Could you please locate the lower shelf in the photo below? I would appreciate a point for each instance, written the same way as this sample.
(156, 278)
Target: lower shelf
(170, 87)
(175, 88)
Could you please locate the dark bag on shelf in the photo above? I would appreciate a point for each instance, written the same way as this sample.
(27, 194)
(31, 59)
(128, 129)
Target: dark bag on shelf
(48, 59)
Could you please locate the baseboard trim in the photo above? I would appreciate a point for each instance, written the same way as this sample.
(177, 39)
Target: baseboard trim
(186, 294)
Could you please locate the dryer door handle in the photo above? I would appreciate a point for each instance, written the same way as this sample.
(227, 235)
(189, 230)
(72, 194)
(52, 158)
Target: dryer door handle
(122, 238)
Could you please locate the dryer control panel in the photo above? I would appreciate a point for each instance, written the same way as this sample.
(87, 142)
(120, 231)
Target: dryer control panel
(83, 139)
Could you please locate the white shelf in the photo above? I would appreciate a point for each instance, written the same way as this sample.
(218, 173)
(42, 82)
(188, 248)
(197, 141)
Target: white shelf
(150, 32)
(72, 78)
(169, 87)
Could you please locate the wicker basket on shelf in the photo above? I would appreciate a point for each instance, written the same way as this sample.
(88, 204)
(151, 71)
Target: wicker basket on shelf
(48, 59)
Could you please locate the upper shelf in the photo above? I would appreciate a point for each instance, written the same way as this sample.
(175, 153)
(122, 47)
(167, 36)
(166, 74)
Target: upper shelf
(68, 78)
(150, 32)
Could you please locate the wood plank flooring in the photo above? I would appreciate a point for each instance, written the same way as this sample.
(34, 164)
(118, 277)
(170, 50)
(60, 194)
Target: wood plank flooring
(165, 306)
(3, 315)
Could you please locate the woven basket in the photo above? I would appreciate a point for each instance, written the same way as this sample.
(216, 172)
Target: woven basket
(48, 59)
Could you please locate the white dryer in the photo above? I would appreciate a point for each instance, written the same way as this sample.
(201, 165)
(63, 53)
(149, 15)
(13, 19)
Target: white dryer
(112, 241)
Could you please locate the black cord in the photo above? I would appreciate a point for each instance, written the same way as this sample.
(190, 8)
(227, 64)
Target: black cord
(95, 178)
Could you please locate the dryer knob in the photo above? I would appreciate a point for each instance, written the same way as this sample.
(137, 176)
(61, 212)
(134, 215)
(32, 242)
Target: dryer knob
────────────────────────────────────────
* _Required task_
Rewrite all of the entries above with "Could you please locate" changed to "Please find" at every occurrence, keeping everything else unchanged.

* _Correct response_
Please find the lower shelf in the photo below? I would appreciate a point for each instance, written the same way as this sample.
(156, 278)
Target: lower shelf
(170, 87)
(175, 88)
Please find the dark bag on shelf in the photo above? I would appreciate a point for each instance, written the same way as this sample.
(27, 194)
(31, 59)
(128, 129)
Target: dark bag on shelf
(48, 59)
Please find the baseboard trim in the photo above? I would appreciate a point for each instance, written the same way as this sample.
(177, 39)
Target: baseboard trim
(186, 294)
Please find the dryer door handle in the photo above? I would appreciate a point for each instance, written the same way as this sample.
(227, 235)
(189, 230)
(72, 194)
(52, 158)
Target: dryer door handle
(122, 238)
Please find the dryer control panel in the photo above? I would appreciate a point for each instance, written the same way as this sample.
(87, 142)
(120, 231)
Target: dryer control panel
(83, 139)
Please find the white shelf in the photo above? I would appreciate a point for each instance, written the same way as this sample.
(218, 173)
(42, 82)
(188, 248)
(197, 141)
Target: white shelf
(150, 32)
(72, 78)
(169, 87)
Please find the wicker basket on shelf in the photo above? I would appreciate a point for each instance, written the same way as this sample.
(88, 204)
(151, 71)
Target: wicker basket on shelf
(48, 59)
Please find the upper shelf in the photo above? I would appreciate a point for each instance, written the same way as this sample.
(175, 153)
(122, 47)
(167, 36)
(166, 74)
Target: upper shelf
(68, 78)
(150, 32)
Please find the wood plank flooring in the photo above? I would appreciate a point for each instance, written the same way as this sample.
(34, 164)
(118, 277)
(170, 50)
(60, 194)
Target: wood plank flooring
(165, 306)
(3, 315)
Please find the woven basket in the photo above? I would appreciate a point for each instance, written the same way as this sample.
(216, 172)
Target: woven basket
(48, 59)
Please find the white dryer in the photo above? I would appreciate a point for each instance, written the same way as this sample.
(201, 165)
(63, 53)
(149, 15)
(13, 19)
Target: white dryer
(112, 241)
Please find the black cord in the photo above? I would appreciate a point for each instance, written the same way as this sample.
(190, 8)
(227, 64)
Target: black cord
(95, 178)
Please find the dryer knob in the photo above? I would appreciate a point for each instance, written the same way as this sample.
(137, 176)
(61, 212)
(134, 215)
(32, 242)
Target: dryer knob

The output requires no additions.